___ Material supplied ___

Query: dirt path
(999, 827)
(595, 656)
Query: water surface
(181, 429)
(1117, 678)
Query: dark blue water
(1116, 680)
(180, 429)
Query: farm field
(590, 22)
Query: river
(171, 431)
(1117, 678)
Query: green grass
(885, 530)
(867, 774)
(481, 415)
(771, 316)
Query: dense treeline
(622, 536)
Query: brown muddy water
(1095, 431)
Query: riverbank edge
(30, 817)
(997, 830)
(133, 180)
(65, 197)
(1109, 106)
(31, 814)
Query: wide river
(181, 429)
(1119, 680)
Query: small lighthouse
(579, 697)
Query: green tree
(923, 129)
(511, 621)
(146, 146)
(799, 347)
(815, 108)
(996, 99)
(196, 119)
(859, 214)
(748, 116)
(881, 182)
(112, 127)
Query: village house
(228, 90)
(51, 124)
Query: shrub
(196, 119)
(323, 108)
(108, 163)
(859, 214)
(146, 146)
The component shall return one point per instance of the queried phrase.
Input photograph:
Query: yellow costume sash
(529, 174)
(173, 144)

___
___ Material supplied ___

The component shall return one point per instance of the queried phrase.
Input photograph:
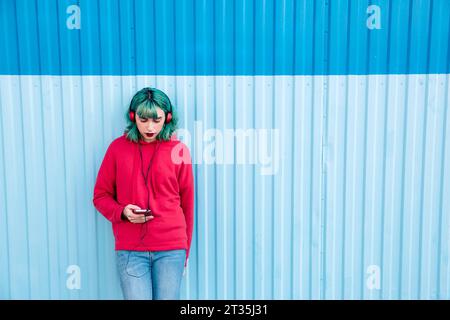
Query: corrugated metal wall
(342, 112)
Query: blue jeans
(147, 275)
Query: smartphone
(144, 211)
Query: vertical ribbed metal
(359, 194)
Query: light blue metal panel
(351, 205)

___

▶ Task prompt: Return each line of the entries that contains the string "blue", matching case exactly.

▶ Solution for this task:
Query: dark blue water
Query: blue jeans
Query: light blue metal panel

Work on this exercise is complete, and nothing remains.